* _What to do_
Exactly and only the lines from the one with "Reviewer note: every instance of the kitchen faucet" through the end of the listing are to be transcribed, both ends included.

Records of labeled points
- - -

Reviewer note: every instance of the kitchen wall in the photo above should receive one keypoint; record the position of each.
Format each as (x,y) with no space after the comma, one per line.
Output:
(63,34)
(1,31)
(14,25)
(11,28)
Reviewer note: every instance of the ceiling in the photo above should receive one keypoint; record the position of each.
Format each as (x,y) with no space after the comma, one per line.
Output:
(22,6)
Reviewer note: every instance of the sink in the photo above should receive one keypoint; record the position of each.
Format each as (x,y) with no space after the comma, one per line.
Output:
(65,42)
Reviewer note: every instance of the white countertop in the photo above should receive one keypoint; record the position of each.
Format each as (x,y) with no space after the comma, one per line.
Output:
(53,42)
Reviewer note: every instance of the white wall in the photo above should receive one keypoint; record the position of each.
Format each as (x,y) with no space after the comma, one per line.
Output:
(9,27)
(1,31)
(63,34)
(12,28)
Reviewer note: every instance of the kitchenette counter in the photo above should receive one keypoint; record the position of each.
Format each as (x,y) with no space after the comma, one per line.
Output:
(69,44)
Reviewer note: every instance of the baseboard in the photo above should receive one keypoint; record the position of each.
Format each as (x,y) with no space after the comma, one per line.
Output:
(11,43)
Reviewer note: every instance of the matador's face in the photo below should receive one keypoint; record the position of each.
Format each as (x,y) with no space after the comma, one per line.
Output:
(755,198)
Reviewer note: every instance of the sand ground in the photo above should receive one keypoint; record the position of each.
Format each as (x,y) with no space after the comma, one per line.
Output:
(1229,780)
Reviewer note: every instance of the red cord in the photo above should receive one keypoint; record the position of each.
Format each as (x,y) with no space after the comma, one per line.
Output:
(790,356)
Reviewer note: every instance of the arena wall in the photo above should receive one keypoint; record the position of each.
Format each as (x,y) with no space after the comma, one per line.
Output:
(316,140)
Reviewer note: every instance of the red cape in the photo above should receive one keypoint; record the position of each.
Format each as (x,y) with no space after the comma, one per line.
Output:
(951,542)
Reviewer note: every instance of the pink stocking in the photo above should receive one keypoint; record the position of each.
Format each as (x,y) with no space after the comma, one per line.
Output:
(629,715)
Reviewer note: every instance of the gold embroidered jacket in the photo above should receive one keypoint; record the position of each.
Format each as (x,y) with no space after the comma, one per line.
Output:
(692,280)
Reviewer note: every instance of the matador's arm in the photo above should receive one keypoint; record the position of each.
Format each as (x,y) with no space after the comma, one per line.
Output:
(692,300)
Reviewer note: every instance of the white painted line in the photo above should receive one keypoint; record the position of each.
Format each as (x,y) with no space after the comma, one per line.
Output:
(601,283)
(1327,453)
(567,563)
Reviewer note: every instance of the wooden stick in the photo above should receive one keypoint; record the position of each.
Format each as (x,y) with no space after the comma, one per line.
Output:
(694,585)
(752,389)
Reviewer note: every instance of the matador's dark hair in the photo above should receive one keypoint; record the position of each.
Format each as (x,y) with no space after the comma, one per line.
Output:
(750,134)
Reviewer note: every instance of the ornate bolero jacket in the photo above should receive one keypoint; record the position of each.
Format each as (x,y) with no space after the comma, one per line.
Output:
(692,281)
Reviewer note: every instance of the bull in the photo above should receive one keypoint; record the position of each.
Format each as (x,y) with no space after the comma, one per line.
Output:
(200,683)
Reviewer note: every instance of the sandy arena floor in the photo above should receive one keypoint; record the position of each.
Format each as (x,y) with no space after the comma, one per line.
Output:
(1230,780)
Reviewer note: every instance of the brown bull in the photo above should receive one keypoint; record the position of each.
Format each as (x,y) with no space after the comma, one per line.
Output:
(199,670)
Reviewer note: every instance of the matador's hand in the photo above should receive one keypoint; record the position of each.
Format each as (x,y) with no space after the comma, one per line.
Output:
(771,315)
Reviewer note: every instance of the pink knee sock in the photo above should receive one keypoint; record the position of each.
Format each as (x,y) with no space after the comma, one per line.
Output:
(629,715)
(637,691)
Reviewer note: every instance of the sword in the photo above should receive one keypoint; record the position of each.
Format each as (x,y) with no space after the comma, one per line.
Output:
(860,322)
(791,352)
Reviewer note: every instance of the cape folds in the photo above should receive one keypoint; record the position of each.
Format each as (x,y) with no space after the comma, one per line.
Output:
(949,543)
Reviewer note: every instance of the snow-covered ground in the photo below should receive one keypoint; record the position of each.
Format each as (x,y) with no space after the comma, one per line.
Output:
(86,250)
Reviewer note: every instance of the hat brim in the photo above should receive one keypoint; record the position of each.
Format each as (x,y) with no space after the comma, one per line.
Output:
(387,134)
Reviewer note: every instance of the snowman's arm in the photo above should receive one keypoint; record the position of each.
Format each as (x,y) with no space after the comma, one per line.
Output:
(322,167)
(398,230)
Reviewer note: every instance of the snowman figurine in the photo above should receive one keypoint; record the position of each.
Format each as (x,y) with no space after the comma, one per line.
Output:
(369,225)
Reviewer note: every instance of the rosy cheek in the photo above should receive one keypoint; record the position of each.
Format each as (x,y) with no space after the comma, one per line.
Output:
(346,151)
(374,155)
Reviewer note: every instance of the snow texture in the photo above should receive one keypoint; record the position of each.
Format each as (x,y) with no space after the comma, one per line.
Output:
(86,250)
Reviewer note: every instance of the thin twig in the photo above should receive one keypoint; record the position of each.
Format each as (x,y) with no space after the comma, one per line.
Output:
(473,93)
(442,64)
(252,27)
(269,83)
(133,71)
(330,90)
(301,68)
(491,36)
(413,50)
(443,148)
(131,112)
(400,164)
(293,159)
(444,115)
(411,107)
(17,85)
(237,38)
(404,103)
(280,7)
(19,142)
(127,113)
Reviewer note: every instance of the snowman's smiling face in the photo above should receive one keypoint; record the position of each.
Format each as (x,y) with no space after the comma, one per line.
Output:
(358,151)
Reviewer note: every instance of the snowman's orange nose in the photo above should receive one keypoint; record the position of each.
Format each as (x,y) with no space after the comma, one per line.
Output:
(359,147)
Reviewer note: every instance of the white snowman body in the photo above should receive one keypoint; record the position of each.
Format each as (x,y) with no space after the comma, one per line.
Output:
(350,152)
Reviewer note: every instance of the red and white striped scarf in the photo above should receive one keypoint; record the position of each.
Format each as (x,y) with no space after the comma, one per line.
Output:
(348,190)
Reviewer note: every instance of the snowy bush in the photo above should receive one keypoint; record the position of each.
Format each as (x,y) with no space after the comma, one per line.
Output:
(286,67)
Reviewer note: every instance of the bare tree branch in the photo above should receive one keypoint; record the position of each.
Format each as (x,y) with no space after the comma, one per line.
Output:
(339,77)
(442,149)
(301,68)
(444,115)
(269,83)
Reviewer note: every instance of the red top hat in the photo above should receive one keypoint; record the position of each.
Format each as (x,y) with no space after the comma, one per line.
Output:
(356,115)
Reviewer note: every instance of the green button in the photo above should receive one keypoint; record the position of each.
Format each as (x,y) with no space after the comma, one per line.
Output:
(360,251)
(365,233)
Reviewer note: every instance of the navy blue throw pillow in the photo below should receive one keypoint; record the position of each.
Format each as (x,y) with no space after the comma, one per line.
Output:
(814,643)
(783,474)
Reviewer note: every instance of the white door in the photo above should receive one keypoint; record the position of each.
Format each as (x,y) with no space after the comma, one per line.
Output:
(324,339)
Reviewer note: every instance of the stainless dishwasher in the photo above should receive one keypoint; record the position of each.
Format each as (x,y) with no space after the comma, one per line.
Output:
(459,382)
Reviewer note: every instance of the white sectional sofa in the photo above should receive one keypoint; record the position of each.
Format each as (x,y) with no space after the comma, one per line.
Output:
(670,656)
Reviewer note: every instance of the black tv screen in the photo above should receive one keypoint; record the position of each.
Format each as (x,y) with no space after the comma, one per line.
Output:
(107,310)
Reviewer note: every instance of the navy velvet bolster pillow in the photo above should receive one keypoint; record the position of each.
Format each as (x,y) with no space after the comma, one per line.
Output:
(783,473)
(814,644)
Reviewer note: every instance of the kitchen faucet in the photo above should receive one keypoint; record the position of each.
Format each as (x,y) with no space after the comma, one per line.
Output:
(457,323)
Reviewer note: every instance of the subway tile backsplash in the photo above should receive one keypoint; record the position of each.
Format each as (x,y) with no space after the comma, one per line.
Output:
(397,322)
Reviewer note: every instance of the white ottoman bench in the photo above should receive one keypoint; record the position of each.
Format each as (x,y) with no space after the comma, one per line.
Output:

- - -

* _Answer for this exercise_
Reviewer note: every instance of the kitchen faucet in the photo above should receive one keypoint; record the position of each.
Format each as (x,y) with no space after the comma, one per line.
Output:
(457,323)
Reviewer note: every instance of the subway tile backsplash in the photo above should receive one keypoint; record the position of each.
Format each as (x,y) with no space after the comma, one per line.
Output:
(397,322)
Reviewer note: every instance of the white ottoman bench in the photo above should receive one keypoint; record the position of each.
Format each as (x,y) with no space after the comma, one per line.
Output:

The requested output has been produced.